The full set of records below is to be reproduced without a single alteration.

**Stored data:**
◆ ◆ ◆ ◆ ◆
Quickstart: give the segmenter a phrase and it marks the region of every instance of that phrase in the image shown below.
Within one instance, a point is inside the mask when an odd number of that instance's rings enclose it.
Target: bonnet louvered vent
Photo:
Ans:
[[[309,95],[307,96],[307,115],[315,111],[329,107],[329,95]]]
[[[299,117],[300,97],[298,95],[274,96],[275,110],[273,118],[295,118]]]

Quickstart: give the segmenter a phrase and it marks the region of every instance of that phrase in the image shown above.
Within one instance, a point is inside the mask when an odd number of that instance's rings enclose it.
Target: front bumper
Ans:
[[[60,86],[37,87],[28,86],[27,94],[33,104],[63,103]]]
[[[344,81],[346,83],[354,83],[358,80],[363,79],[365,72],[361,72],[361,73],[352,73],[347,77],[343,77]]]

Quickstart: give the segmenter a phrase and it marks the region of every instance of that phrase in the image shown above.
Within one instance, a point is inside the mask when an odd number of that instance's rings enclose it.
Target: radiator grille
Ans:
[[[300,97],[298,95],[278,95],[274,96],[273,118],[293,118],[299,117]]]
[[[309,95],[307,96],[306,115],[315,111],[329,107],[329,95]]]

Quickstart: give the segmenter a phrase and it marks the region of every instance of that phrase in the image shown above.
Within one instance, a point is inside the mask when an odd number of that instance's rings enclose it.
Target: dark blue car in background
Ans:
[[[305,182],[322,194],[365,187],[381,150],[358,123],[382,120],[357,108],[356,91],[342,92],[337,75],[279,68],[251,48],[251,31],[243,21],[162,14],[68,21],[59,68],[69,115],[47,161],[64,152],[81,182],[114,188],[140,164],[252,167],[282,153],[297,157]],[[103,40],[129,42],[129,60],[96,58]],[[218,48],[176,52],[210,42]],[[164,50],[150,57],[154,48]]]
◆ ◆ ◆ ◆ ◆
**Finished exercise:**
Quickstart: give the segmenter a phrase and it marks the region of every instance of that phrase in the image shown below.
Within one instance, a point is inside the mask when an odd number of that instance's rings enclose it.
Target: bonnet louvered vent
Photo:
Ans:
[[[309,95],[307,96],[307,115],[315,111],[329,107],[329,95]]]
[[[299,117],[300,97],[298,95],[274,96],[275,110],[273,118],[295,118]]]

Quickstart: give the segmenter a phrase and it marks the region of every instance of that phrase in the image shown above.
Within one instance, a point is inside the mask when an odd number of that instance's rings enclose it.
Target: front bumper
Ans:
[[[60,86],[37,87],[28,86],[27,94],[33,104],[63,103]]]
[[[344,81],[346,83],[354,83],[358,80],[363,79],[365,72],[361,72],[361,73],[352,73],[347,77],[343,77]]]

Quickstart: give the segmenter a phrase and it marks the region of every instance of that phrase in the image shown above.
Within one instance, a point is inside the mask when an odd number of that instance's rings enclose it.
Target: radiator grille
Ans:
[[[300,97],[298,95],[278,95],[274,96],[273,118],[293,118],[299,117]]]
[[[309,95],[307,96],[306,115],[315,111],[329,107],[329,95]]]

Quickstart: give the segmenter a phrase and it marks the region of every instance of that phrase in the image shown above.
Within one instance, a point is inside the mask when an odd number of that instance's rings enclose it.
Target: dark blue car in background
Ans:
[[[305,182],[322,194],[365,187],[381,150],[358,123],[382,120],[357,108],[356,91],[342,92],[337,75],[279,68],[251,48],[251,31],[243,21],[162,14],[68,21],[59,68],[69,115],[47,161],[64,152],[81,182],[114,188],[140,164],[252,167],[282,153],[297,157]],[[103,40],[129,42],[129,60],[96,58]],[[218,48],[176,52],[210,42]],[[164,50],[150,57],[154,48]]]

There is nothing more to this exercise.